START SUPPLIED MATERIAL

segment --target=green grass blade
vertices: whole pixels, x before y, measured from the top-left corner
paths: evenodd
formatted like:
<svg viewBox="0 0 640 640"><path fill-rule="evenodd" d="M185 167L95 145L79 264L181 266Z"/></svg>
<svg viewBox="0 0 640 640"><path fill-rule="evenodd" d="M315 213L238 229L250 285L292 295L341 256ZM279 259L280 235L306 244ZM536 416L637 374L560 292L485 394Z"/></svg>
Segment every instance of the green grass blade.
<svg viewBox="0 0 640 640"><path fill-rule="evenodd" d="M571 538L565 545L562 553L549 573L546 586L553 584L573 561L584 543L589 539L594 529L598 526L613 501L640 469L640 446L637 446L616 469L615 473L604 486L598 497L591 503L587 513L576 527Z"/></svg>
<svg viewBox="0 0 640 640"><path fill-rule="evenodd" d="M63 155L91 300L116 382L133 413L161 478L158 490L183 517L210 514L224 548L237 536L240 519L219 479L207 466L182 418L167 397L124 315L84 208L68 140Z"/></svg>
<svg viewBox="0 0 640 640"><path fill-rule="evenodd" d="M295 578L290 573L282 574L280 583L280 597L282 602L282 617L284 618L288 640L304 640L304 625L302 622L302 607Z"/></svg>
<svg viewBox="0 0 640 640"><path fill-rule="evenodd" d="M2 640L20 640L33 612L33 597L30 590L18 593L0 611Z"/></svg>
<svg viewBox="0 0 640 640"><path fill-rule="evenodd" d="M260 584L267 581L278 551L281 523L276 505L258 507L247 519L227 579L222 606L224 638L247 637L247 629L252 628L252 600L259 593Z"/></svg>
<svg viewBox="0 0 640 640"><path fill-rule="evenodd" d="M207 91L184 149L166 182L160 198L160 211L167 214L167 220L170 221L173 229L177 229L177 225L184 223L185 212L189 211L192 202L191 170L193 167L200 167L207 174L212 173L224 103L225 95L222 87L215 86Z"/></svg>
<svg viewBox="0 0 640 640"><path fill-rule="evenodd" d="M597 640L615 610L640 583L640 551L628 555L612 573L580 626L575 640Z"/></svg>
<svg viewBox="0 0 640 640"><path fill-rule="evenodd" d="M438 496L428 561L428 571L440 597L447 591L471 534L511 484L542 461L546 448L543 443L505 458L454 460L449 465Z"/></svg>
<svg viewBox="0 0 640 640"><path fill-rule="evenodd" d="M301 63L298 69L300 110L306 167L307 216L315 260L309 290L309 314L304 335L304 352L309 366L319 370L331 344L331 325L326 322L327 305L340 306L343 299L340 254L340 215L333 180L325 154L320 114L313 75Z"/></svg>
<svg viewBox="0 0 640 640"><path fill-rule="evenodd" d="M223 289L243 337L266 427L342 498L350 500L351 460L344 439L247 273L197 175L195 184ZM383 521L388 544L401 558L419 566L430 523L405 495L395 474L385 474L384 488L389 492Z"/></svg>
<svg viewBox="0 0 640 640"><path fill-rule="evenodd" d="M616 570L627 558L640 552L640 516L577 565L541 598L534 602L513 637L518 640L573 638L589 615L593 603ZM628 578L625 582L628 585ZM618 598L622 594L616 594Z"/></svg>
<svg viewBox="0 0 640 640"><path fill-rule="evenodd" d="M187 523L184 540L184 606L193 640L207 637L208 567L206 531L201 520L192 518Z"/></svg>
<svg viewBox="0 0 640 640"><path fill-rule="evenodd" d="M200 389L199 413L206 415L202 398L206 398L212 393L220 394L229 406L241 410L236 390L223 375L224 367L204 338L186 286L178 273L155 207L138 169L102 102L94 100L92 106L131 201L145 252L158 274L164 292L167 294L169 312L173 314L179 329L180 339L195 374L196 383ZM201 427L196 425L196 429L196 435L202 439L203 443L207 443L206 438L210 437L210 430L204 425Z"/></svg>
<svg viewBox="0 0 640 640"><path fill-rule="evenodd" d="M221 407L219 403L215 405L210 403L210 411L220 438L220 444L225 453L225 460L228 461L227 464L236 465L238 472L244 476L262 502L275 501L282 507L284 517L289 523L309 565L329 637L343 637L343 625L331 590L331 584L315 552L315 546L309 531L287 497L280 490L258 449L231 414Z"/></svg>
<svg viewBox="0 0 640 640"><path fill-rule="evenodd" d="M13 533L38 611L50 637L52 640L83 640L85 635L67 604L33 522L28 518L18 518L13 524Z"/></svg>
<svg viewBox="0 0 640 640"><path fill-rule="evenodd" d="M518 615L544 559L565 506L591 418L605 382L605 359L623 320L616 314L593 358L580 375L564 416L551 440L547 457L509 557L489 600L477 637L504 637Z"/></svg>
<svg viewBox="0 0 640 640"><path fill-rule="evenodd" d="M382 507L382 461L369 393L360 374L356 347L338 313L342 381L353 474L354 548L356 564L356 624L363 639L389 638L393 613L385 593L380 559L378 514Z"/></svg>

END SUPPLIED MATERIAL

*TASK STATEMENT*
Take the listing above from its first line through the line containing "213L238 229L250 285L292", and transcribe that stretch exactly, with no other lines.

*RESULT*
segment --target=green grass blade
vertices: whole pixels, x before y, measured from the top-left corner
paths: evenodd
formatted like:
<svg viewBox="0 0 640 640"><path fill-rule="evenodd" d="M185 167L95 145L79 264L181 266Z"/></svg>
<svg viewBox="0 0 640 640"><path fill-rule="evenodd" d="M315 213L238 229L250 285L292 295L341 256ZM279 259L280 235L306 244ZM536 416L637 374L560 292L485 394Z"/></svg>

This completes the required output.